DIRECTIONS FOR THIS TASK: Write out each line beneath this one exactly as it reads.

— Start of EXTRACTED DATA —

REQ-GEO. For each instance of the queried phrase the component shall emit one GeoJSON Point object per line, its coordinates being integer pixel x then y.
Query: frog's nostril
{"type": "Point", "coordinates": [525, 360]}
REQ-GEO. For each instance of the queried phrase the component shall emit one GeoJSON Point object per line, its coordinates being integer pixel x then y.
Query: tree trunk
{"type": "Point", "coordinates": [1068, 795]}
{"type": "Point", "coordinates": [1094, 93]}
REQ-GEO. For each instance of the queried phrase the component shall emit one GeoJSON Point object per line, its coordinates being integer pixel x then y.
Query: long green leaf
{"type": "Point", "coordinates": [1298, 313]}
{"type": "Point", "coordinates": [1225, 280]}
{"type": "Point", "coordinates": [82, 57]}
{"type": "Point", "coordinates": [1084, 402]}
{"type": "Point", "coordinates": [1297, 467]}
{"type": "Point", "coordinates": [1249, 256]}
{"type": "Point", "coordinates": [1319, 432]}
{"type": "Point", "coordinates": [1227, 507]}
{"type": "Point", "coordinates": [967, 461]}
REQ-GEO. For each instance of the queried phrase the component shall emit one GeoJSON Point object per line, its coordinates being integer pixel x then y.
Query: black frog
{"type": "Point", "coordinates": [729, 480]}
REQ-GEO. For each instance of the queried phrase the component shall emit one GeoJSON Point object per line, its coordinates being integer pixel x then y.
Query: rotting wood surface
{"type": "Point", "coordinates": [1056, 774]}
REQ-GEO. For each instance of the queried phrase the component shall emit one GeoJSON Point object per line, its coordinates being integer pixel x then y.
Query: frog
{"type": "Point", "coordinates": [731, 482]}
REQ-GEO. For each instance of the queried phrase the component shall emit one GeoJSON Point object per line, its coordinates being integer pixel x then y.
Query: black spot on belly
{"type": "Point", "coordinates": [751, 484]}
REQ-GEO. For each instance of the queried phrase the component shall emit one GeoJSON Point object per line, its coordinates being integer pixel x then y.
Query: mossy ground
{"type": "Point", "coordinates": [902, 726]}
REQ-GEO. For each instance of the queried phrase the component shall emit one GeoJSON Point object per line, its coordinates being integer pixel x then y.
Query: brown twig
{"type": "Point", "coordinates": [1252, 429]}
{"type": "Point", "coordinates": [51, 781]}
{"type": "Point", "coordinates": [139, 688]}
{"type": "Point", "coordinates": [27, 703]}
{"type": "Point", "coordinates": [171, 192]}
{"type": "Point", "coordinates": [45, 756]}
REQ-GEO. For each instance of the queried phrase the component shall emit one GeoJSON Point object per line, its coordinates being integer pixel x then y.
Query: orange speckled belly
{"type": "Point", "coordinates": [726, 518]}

— End of EXTRACTED DATA —

FINAL RESULT:
REQ-GEO. For each instance of the queried phrase the component shall emit one GeoJSON Point object per line, its coordinates being integer pixel x then y.
Query: frog's nostril
{"type": "Point", "coordinates": [525, 360]}
REQ-GEO. For each instance of the queried phrase the component shall emit one GeoJSON Point object per line, its coordinates being integer pixel x then y.
Query: tree trunk
{"type": "Point", "coordinates": [1068, 795]}
{"type": "Point", "coordinates": [1094, 93]}
REQ-GEO. For each instance of the queried phrase the component shall emit one GeoJSON Point object per line, its coordinates being integer pixel x then y.
Query: long green leaf
{"type": "Point", "coordinates": [1298, 313]}
{"type": "Point", "coordinates": [1225, 280]}
{"type": "Point", "coordinates": [82, 57]}
{"type": "Point", "coordinates": [1084, 402]}
{"type": "Point", "coordinates": [1297, 467]}
{"type": "Point", "coordinates": [1249, 256]}
{"type": "Point", "coordinates": [1319, 432]}
{"type": "Point", "coordinates": [1227, 507]}
{"type": "Point", "coordinates": [967, 461]}
REQ-GEO. For each instance of the queried phrase the component shall emit one GeoJSON Point object per line, its coordinates being integer pixel x then y.
Query: black frog
{"type": "Point", "coordinates": [729, 480]}
REQ-GEO. For each instance of the queried phrase the component shall emit one GeoJSON Point object per line, its coordinates being integer pixel x then y.
Query: rotting wood surface
{"type": "Point", "coordinates": [1056, 774]}
REQ-GEO. For each instance of the queried phrase the component shall emit one GeoJSON Point object per line, its coordinates being integer pixel x then y.
Query: frog
{"type": "Point", "coordinates": [731, 482]}
REQ-GEO. For each instance of the queried phrase the component shall emit one GeoJSON Point object per line, its coordinates being integer pixel x then y.
Query: black spot on belly
{"type": "Point", "coordinates": [751, 484]}
REQ-GEO. For each instance of the queried phrase the component shall emit one GeoJSON Point object per line, its coordinates being integer pixel x then y.
Query: mossy ground
{"type": "Point", "coordinates": [902, 726]}
REQ-GEO. For each instance of the queried phrase the component shall emit one GeoJSON Point object per line, its coordinates being integer pixel x then y.
Query: brown twig
{"type": "Point", "coordinates": [1252, 429]}
{"type": "Point", "coordinates": [51, 781]}
{"type": "Point", "coordinates": [139, 688]}
{"type": "Point", "coordinates": [27, 703]}
{"type": "Point", "coordinates": [171, 192]}
{"type": "Point", "coordinates": [45, 756]}
REQ-GEO. For each instance of the queried phrase the component shall emit one GeoJSON Point object per line, its coordinates being integer pixel x then y.
Query: orange speckled belly
{"type": "Point", "coordinates": [726, 518]}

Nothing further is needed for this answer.